> EXTRACTED TEXT:

══════

- Born: October 3, 1914 Texas
- Died: December 15, 2018 (aged 104) Loma Linda, California
- Occupation: Surgeon
- Known for: One of the earliest practitioners of open heart surgery
- Relatives: Dayton Wareham and Goldie nee Baldwin
- Medical career
- Field: Cardiothoracic surgery
- Institutions: Loma Linda University

= Ellsworth Wareham =

American cardiothoracic surgeon

Ellsworth Edwin Wareham (October 3, 1914 – December 15, 2018) was an American cardiothoracic surgeon and centenarian from Loma Linda, California who promoted the health benefits of plant-based nutrition.

==Biography==
Wareham was born in Texas to farming parents Dayton Wareham (1892-1972) and Goldie née Baldwin (1890-1975), and grew up in Alberta, Canada. He was a Seventh-day Adventist and a World War II navy veteran. Wareham retired as a cardiothoracic surgeon at the age of 74 but continued to associate himself with training residents at the Loma Linda University until the age of 95, during which time he drove 60 mi to assist in operations. He was one of the earliest practitioners of open heart surgery, soon after the first such procedure was performed. Leonard Bailey, the surgeon who transplanted a baboon heart into a baby at Loma Linda University in 1984, trained under Wareham as a medical student in the late 1960s. The child, Baby Fae, was born prematurely with hypoplastic left heart syndrome and Bailey's surgery made international headlines.

Wareham co-founded the Loma Linda University Overseas Heart Surgery Team which traveled the world performing open heart surgeries on adults and children in underdeveloped countries or those without cardiac surgery hospitals. One such trip was cut short when Saigon, South Vietnam fell in April 1975. Knowing the capture of Saigon by the People's Army of Vietnam and the National Liberation Front of South Vietnam was imminent, Wareham sent the rest of the team home to the United States while he remained behind to provide post-operative care to those who had just been operated upon. He escaped days before the final air evacuation of the U.S. Embassy. Wareham is believed to have performed the first open heart surgery in Pakistan in the early 1960s when he headed a good will mission sponsored by the U.S. Department of State. The charitable efforts of his team garnered praise from two U.S. Presidents (Johnson and Nixon), as well as the King of Greece and Saudi Arabian Royalty.

══════

> DATA RECORDS:
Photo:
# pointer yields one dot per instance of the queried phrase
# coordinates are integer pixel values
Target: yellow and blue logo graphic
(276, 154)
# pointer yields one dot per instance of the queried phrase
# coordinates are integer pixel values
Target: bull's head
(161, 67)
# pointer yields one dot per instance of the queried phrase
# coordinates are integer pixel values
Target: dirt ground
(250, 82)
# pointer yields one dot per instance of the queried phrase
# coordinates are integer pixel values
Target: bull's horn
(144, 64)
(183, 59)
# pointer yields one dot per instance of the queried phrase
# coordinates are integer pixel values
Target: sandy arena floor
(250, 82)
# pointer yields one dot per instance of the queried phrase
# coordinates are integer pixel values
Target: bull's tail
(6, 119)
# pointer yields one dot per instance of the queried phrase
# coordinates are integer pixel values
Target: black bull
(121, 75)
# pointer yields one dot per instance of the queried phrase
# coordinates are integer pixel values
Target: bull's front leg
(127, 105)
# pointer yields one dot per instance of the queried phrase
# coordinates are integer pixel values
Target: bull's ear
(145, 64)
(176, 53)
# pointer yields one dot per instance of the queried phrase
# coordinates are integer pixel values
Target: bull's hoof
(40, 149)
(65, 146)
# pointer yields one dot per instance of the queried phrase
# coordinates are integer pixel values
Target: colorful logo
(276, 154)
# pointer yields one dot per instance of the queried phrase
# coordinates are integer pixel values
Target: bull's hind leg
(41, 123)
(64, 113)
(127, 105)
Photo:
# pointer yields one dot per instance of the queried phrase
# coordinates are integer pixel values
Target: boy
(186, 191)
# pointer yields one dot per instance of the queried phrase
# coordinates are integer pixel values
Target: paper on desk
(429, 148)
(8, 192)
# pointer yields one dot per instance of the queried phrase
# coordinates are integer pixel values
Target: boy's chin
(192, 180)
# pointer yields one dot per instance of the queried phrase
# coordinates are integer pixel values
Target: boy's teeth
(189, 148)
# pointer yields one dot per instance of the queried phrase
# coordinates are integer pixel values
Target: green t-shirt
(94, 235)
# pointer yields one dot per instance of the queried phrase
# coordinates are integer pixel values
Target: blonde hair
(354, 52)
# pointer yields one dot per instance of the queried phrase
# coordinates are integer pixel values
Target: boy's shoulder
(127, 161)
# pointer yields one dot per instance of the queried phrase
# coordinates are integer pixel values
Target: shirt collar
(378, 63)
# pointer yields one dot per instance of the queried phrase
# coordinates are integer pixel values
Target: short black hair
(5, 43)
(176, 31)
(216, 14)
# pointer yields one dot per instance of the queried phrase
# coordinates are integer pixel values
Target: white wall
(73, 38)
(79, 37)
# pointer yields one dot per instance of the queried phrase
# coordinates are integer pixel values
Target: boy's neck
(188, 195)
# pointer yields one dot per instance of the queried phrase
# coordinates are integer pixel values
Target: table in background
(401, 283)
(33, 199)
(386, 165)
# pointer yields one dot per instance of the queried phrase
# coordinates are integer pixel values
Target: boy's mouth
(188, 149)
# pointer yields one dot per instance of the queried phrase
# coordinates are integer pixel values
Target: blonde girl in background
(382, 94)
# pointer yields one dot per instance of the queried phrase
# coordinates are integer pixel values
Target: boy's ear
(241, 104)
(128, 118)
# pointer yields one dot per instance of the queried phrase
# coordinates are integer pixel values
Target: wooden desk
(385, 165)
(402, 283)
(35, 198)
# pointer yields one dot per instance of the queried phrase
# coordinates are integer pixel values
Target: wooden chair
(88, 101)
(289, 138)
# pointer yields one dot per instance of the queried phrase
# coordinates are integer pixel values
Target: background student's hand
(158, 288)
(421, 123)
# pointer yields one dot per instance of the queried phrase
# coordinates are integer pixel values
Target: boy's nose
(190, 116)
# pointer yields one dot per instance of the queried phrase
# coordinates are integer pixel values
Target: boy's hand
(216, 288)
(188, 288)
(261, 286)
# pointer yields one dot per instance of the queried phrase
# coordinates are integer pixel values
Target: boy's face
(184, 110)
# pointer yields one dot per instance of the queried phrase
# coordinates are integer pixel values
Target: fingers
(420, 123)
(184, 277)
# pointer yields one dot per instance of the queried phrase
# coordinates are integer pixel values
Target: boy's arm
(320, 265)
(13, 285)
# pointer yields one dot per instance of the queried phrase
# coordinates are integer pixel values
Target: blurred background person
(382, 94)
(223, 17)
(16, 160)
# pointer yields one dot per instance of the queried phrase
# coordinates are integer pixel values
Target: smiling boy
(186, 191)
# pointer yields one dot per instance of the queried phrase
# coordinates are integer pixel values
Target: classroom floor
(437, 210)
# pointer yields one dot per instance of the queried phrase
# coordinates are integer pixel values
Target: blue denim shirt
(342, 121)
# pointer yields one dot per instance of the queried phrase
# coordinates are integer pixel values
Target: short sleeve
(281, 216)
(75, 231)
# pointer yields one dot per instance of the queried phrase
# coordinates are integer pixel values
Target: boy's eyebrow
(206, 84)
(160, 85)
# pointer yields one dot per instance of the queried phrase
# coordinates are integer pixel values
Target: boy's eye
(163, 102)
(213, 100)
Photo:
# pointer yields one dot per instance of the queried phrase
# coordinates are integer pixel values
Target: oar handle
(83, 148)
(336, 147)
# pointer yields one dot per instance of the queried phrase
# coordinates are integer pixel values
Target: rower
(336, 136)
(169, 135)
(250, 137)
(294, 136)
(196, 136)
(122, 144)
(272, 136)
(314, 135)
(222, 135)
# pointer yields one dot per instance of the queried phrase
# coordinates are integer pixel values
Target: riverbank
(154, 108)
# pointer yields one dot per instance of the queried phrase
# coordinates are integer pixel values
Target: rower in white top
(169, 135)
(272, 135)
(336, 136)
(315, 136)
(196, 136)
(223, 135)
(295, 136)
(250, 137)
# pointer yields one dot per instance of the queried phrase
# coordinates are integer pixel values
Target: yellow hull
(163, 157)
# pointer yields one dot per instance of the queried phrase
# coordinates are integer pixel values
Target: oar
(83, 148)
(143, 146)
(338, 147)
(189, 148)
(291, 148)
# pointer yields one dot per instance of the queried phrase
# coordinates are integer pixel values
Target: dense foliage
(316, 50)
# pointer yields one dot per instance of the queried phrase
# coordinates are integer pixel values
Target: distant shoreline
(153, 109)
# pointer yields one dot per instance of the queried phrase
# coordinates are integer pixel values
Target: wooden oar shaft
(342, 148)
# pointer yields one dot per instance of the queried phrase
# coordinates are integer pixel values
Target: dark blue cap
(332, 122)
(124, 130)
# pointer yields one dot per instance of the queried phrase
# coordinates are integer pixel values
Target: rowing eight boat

══════

> EXERCISE REQUIREMENTS:
a – Translate this sentence from the Ellsworth Wareham text into Spanish: "He was a Seventh-day Adventist and a World War II navy veteran."
b – In the Ellsworth Wareham text, reproduce the passage from "- Born: October" to "of plant-based nutrition.".
c – According to the Ellsworth Wareham text, at what age did Wareham retire as a cardiothoracic surgeon?

> ANSWER SECTION:
a – Era adventista del séptimo día y veterano de la marina en la Segunda Guerra Mundial.

b –
- Born: October 3, 1914 Texas
- Died: December 15, 2018 (aged 104) Loma Linda, California
- Occupation: Surgeon
- Known for: One of the earliest practitioners of open heart surgery
- Relatives: Dayton Wareham and Goldie nee Baldwin
- Medical career
- Field: Cardiothoracic surgery
- Institutions: Loma Linda University

= Ellsworth Wareham =

American cardiothoracic surgeon

Ellsworth Edwin Wareham (October 3, 1914 – December 15, 2018) was an American cardiothoracic surgeon and centenarian from Loma Linda, California who promoted the health benefits of plant-based nutrition.

c – At the age of 74.